The lines to extract run from the first line of the entries through the line that contains "[locate] person in maroon"; reproduce exactly those lines and no others.
[Data Boundary: Start]
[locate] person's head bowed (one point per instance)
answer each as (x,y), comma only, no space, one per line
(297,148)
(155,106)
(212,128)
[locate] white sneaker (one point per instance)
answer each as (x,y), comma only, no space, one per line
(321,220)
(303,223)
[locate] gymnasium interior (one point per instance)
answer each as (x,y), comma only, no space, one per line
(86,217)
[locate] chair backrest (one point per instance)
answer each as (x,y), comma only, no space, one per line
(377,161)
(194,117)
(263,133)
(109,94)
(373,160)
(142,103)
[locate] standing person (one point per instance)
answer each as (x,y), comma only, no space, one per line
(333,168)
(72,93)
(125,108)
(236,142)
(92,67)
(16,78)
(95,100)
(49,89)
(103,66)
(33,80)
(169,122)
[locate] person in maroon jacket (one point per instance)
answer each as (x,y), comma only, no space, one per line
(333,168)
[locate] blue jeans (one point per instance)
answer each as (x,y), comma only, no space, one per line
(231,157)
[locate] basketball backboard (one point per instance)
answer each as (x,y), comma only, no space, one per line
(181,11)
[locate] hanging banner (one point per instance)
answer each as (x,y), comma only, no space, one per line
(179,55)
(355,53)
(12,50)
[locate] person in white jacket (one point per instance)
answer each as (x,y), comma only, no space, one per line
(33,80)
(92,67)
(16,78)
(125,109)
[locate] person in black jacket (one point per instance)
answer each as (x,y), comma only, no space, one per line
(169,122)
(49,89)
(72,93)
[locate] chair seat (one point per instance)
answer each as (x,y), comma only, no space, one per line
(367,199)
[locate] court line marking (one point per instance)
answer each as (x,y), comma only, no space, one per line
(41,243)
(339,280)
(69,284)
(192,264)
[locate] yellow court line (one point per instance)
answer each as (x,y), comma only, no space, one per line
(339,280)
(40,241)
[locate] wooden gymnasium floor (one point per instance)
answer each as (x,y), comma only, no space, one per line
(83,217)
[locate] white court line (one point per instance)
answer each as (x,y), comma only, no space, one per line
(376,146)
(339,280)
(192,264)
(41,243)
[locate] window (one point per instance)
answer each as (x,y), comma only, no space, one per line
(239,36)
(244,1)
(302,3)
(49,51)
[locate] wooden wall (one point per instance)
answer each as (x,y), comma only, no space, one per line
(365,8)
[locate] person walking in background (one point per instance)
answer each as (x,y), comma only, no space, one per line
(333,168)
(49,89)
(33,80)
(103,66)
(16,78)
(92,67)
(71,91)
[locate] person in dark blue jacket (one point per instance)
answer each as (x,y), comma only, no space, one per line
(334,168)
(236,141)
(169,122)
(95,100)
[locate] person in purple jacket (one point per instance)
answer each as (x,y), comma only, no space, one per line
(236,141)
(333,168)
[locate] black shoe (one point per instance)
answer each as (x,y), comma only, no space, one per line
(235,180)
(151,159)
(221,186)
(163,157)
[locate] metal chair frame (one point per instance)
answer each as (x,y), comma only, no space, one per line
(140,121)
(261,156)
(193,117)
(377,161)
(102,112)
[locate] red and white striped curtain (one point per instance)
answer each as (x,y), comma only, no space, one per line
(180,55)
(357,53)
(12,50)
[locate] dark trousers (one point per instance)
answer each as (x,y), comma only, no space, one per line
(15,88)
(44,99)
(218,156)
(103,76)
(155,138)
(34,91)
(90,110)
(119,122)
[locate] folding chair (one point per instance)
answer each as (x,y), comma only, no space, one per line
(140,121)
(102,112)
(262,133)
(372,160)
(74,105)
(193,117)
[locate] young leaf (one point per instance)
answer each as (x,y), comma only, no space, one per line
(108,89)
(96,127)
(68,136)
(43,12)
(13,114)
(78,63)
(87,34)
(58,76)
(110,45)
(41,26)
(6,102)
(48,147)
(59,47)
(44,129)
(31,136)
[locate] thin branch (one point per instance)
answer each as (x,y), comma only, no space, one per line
[Data Boundary: End]
**Written reply:**
[locate] person's head bowed (one point per instance)
answer each as (x,y), comma only, no space, one per line
(297,148)
(155,106)
(212,128)
[locate] white sneaker (one point per instance)
answer each as (x,y), comma only, no space, one per line
(321,220)
(303,223)
[locate] gymnasium interior (one point per instance)
answer each as (x,y), comma only, no space, one per line
(86,217)
[locate] chair backrest (one point per instance)
answer each as (x,y), comma only, no space, one per line
(377,161)
(194,117)
(263,133)
(109,94)
(373,160)
(142,103)
[locate] standing person (one point per instance)
answer each as (x,y), comma only, no space, one per line
(333,168)
(72,93)
(125,108)
(236,142)
(92,67)
(16,78)
(95,100)
(49,89)
(103,66)
(33,80)
(169,122)
[locate] person in maroon jacket (one point per instance)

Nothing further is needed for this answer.